* Task to carry out
Rewrite the lines below as a numbered list, skipping any blank lines. Leave the pictures out of your list.

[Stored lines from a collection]
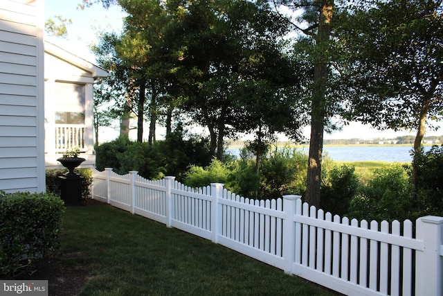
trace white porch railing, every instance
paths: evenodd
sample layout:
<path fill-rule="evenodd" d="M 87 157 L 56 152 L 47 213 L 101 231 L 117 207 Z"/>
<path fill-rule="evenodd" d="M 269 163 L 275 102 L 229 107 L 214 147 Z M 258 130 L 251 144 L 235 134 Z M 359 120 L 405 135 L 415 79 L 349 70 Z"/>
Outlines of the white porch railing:
<path fill-rule="evenodd" d="M 241 198 L 212 184 L 93 170 L 93 198 L 222 244 L 345 295 L 443 295 L 443 218 L 368 223 L 283 200 Z"/>
<path fill-rule="evenodd" d="M 87 150 L 86 143 L 87 128 L 84 125 L 56 124 L 55 125 L 55 153 L 63 153 L 66 149 L 79 147 L 80 151 Z"/>

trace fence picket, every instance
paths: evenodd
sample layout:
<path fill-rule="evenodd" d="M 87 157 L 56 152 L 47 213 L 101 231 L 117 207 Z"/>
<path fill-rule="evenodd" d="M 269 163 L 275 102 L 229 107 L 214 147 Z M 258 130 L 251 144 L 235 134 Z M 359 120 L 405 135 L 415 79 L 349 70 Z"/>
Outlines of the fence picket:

* In response
1. trace white porch railing, every instance
2. paths: evenodd
3. sample layout:
4. <path fill-rule="evenodd" d="M 87 157 L 56 152 L 47 213 L 101 231 L 117 207 Z"/>
5. <path fill-rule="evenodd" d="M 269 163 L 275 102 L 229 107 L 214 147 Z M 258 130 L 251 144 L 235 134 Z M 359 120 L 405 135 L 415 79 L 349 70 Z"/>
6. Outlines of the white porch railing:
7. <path fill-rule="evenodd" d="M 241 198 L 212 184 L 93 170 L 93 198 L 222 244 L 345 295 L 443 295 L 443 218 L 368 223 L 283 200 Z"/>
8. <path fill-rule="evenodd" d="M 87 150 L 86 143 L 87 128 L 84 125 L 56 124 L 55 125 L 55 153 L 63 153 L 66 149 L 79 147 L 80 151 Z"/>
9. trace fence picket, every instance
10. paths: evenodd
11. sample layout:
12. <path fill-rule="evenodd" d="M 87 157 L 56 152 L 47 213 L 101 231 L 117 207 Z"/>
13. <path fill-rule="evenodd" d="M 269 163 L 275 102 L 229 107 L 214 147 Z M 258 130 L 251 144 L 235 134 Z M 359 120 L 405 135 L 415 79 L 349 70 Z"/>
14. Outlines of the fence picket:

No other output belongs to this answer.